**EXTRACT PROVIDED:**
○ ○ ○ ○ ○ ○ ○
# Diesel refilling



## parrka (Nov 18, 2012)

The other day at work we where talking about filling up our diesel trucks. About half of the guys say that they do not turn their trucks off. I was just curious what 2coolers do when filling up. Shut engine off or keep diesel ( not gasoline) running.


----------



## bobbyoshay (Nov 29, 2008)

Stays running


----------



## Court (Jul 16, 2011)

Cut it off-No need to just sit there & burn fuel.


----------



## Reynolds4 (Jan 18, 2010)

Usually I keep mine running.


----------



## devil1824 (Sep 4, 2010)

Depends on situation, but probably 75% of the time it stays running.


----------



## JamesAggie (Jun 28, 2012)

Keep it running


----------



## HELLRZR (Sep 16, 2010)

Mine stays running.


----------



## oOslikOo (Jul 13, 2010)

fitty/fitty here


----------



## ReelWork (May 21, 2004)

Filled it up an hour ago - left it running. Really depends on if I am hitting the road or going inside as to whether I shut it down. That said, probably 60/40 - leave it running..


----------



## txwader247 (Sep 2, 2005)

I keep it running.


----------



## goodwood (Mar 30, 2009)

why do you guys leave it running?

i shut off.


----------



## BATWING (May 9, 2008)

Depends on who is next to me and if I gotta go in store


----------



## HOO'S NEXT (Aug 22, 2009)

goodwood said:


> why do you guys leave it running?
> 
> i shut off.


I have always left my diesel trucks running, mostly because the way I look at it, is just like anything else my starter only has so much life in it so why cycle it if I don't have to? Dang sure don't want the cost or PITA of having to swap it out.


----------



## czbrian (Aug 16, 2011)

HOO'S NEXT said:


> I have always left my diesel trucks running, mostly because the way I look at it, is just like anything else my starter only has so much life in it so why cycle it if I don't have to? Dang sure don't want the cost or PITA of having to swap it out.


Your rings, injectors, fuel pump, etc... only have so much life and you are using them while idling. Why do you care less about them than your starter?  Just playing devils advocate.


----------



## Reynolds4 (Jan 18, 2010)

goodwood said:


> why do you guys leave it running?
> 
> i shut off.


So the a/c or heater keeps going.


----------



## Sgrem (Oct 5, 2005)

I am a Certified Energy Manager and a professional energy engineer specializing in energy efficiency.

Used to be, with the cost of diesel, it was cheaper to leave them running. Not anymore. That trend died over a decade ago with the new diesels and the current cost of fuel. So from purely an efficiency standpoint it is absolutely cheaper to turn it off if it is to be sitting for any length of time.
○ ○ ○ ○ ○ ○ ○
**PROBLEM SET:**
[a] Quote the diesel refilling thread word for word, starting at "## ReelWork (May" and ending at "keep it running.".
[b] Name every poster in the diesel refilling thread whose heading shows a date in 2010.
Rely only on the diesel refilling thread.

Stored data records:
○ ○ ○ ○ ○ ○ ○
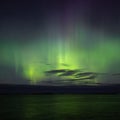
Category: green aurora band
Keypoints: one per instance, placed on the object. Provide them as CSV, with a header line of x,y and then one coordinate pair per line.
x,y
31,60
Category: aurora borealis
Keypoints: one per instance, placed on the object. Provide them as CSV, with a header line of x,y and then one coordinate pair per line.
x,y
40,36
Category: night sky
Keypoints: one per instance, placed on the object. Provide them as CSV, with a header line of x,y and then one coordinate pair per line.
x,y
44,35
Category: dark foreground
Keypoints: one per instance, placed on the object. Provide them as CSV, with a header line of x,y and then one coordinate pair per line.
x,y
75,89
60,107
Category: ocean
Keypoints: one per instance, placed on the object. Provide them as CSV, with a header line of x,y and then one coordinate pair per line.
x,y
60,107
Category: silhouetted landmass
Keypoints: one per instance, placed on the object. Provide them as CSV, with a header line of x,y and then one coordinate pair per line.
x,y
44,89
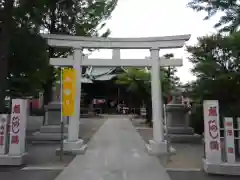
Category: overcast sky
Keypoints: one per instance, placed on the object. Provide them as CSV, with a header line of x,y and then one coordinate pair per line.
○ ○ ○ ○ ○ ○ ○
**RESULTS FOR THE EXERCISE:**
[a]
## ReelWork (May 21, 2004)

Filled it up an hour ago - left it running. Really depends on if I am hitting the road or going inside as to whether I shut it down. That said, probably 60/40 - leave it running..


----------



## txwader247 (Sep 2, 2005)

I keep it running.

[b] Reynolds4, devil1824, HELLRZR, oOslikOo